◆ **PAGE TEXT**:
==================================================

I. Brief Summary of Progress to Date:

The Yale efforts have been focused on two main areas: mapping transcribed regions throughout the ENCODE regions and mapping transcription factor binding sites. We plan to pursue each of these areas in the next year.


A. Mapping Transcribed Regions Throughout the ENCODE Regions


1. Platform Comparison

We spent considerable effort on platform comparison and mapping transcription using a variety of cell lines and tissues. We have compared the Affymetrix platform (25 b oligonucleotides) with the Maskless photolithography platform (36 b oligonucleotides) using two different standard hybridization conditions for the latter. These platforms involve different protocols and approaches. For example, Affymetrix involves probing with double stranded probes and has mismatched oligos on the array; maskless photolithography involves single stranded probes and does not use mismatches. A variety of scoring schemes were developed to compare these two platforms. Overall we found that based on detection of Gencode annotation, the Affymetrix platform has superior sensitivity and specificity compared to the maskless platform. For example, see Fig. 1 below. This is largely due to the increased numbers of features present on the Affymetrix arrays. As such we plan to utilize the Affymetrix platform for future transcription mapping studies. A manuscript describing these results is in press.


2. Transcription Maps

In collaboration with Affymetrix we also generated transcription maps for 7 different tissues and cell lines (all total RNA unless otherwise noted):

Cell lines:

NB4, NB4 + retinoic acid, NB4 + TPA, HeLaS3 (total and polyA+), BL2 Lymphoblast,


Placenta (polyA+), Neutrophils (from 11 different patients)


(LEFT) PPV versus sensitivity for two different ways of scoring the placenta Affy data, using 3 replicates (6 array features) unless otherwise stated: Wilcoxon signed rank test (blue circles), and standard sign test (using PM-MM values: cyan triangles ; using PM-MM-only values: values; yellow squares using PM values only). The result from reducing the genomic density of the Affy array to 50% (ie., removing the data from every second probe) is also shown, using PM-MM values (3 replicates: cyan triangles, dashed line; single replicate only: grey triangles, dashed line). (RIGHT) PPV versus sensitivity for MAS-B and Affy placenta data, varying the segmentation threshold from 70th percentile (to the right in the figure) to 99th percentile (to the left). The average results of TARs generated from raw intensities from single arrays for Affy (PM only (blue squares), and PM-MM (blue triangles; solid line actual genomic density;, dashed line 50% genomic density)) and MAS-B (green squares) are plotted, as well as scored results for Affy (blue circles) and MAS-B (green circles).


These results represent a sizable fraction of the transcription map data present in ENCODE. We found a) many novel transcribed regions; the number depends upon the threshold used. b) neutrophils exhibit more extensive transcription in some apparently unannotated regions relative to other RNAs and c) surprisingly, variation among cell lines is greater than that among individuals.

==================================================

◆ **DATASET EXTRACT**:

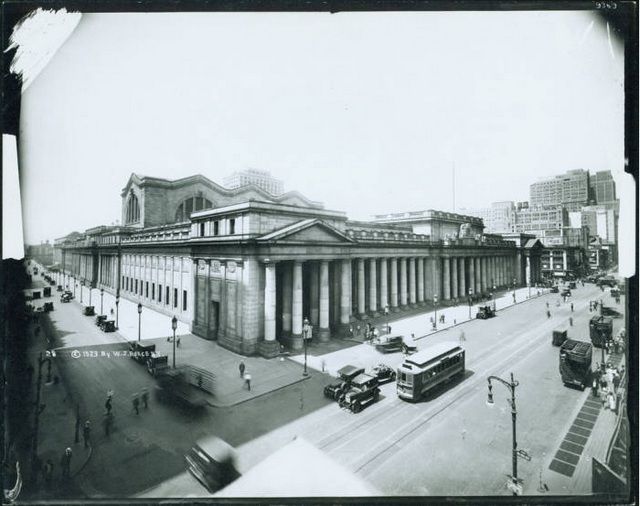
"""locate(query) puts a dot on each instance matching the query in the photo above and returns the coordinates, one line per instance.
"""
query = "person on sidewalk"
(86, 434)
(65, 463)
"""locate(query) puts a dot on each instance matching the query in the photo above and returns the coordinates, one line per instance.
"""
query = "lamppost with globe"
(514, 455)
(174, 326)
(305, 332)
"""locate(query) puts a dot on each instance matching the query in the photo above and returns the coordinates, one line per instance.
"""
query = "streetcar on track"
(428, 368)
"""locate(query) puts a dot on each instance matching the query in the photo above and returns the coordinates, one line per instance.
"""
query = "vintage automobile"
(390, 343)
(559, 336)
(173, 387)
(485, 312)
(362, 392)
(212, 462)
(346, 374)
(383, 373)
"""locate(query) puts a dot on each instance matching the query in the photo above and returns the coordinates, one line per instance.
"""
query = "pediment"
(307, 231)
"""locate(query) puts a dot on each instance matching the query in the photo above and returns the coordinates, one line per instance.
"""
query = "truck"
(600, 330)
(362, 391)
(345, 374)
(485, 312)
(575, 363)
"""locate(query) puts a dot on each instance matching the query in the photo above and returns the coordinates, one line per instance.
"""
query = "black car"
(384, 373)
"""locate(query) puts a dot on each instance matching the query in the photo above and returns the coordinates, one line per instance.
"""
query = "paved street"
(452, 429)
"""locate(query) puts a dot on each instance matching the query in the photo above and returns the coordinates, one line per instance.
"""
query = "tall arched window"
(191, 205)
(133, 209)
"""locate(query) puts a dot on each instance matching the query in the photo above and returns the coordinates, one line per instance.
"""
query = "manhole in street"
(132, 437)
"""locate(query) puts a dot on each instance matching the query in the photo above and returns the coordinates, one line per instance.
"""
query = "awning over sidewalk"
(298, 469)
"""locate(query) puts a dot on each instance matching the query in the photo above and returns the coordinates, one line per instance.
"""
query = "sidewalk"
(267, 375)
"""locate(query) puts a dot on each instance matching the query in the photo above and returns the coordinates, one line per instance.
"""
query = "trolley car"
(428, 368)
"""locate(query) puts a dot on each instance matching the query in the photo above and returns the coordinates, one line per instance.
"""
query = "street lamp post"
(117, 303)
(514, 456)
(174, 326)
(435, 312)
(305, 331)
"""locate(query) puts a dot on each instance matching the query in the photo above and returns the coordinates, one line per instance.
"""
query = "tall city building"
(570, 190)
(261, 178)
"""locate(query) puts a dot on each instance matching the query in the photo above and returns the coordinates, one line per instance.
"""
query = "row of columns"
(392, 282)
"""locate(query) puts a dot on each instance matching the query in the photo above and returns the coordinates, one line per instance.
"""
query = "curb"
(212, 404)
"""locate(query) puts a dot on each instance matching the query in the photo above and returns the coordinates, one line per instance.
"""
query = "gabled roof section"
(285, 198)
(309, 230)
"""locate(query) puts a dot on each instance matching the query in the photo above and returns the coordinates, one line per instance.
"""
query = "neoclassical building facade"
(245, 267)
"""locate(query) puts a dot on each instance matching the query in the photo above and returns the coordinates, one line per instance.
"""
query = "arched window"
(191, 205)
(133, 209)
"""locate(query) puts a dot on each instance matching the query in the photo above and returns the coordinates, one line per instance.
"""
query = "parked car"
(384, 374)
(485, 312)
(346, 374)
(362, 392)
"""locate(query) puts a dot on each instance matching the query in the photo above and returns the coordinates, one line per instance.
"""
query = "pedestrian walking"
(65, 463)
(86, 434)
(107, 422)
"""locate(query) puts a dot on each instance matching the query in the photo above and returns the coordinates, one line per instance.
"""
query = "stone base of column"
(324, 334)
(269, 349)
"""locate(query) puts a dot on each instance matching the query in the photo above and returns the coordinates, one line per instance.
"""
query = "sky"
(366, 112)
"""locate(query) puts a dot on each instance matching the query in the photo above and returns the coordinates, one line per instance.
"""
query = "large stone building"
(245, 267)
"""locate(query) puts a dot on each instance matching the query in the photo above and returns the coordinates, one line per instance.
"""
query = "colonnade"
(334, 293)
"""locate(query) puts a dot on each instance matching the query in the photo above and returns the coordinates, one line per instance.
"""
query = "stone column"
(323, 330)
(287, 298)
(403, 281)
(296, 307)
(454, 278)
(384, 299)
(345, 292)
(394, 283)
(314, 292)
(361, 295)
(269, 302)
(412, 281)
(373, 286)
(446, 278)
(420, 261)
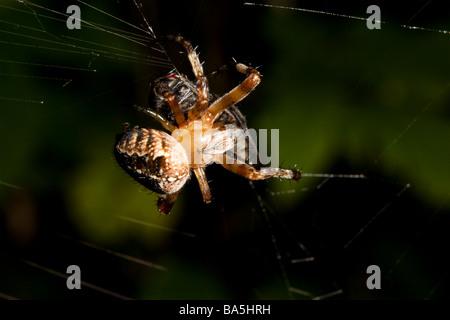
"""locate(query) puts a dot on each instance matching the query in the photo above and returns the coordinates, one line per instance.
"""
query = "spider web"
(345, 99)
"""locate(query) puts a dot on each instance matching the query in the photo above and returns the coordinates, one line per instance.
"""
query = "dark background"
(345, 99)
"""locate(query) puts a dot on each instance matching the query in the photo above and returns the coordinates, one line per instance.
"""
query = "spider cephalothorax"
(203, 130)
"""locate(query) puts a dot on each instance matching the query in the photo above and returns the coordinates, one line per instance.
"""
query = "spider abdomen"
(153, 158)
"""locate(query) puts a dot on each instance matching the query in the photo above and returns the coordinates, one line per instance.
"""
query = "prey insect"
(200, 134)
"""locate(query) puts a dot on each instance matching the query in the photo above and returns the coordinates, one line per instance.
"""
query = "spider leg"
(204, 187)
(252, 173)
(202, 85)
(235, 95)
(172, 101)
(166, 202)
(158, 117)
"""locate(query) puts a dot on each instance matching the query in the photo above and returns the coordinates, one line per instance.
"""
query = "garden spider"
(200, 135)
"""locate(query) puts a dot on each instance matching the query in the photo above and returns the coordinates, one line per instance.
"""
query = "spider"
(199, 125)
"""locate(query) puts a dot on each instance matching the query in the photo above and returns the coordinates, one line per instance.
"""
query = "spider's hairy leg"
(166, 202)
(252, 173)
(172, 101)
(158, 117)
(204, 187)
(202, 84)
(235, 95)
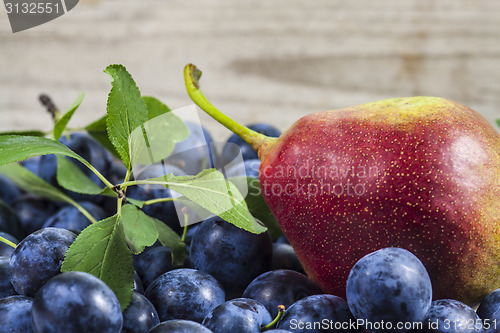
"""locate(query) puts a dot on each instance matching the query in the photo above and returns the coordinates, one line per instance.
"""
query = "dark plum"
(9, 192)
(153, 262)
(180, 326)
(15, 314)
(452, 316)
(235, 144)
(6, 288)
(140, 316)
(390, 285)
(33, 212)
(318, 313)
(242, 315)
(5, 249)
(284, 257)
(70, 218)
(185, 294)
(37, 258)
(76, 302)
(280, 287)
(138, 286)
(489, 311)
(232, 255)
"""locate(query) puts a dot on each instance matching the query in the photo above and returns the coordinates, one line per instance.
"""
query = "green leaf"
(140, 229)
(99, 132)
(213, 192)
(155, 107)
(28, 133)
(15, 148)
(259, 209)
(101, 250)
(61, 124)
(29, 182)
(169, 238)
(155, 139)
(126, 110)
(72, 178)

==================================================

◆ **EXERCISE REQUIREMENTS**:
From the ENCODE progress summary, pull out the passage that opens with the words "The Yale efforts" and runs through "the next year.", copying it word for word.

◆ **SOLUTION FOR THIS PROBLEM**:
The Yale efforts have been focused on two main areas: mapping transcribed regions throughout the ENCODE regions and mapping transcription factor binding sites. We plan to pursue each of these areas in the next year.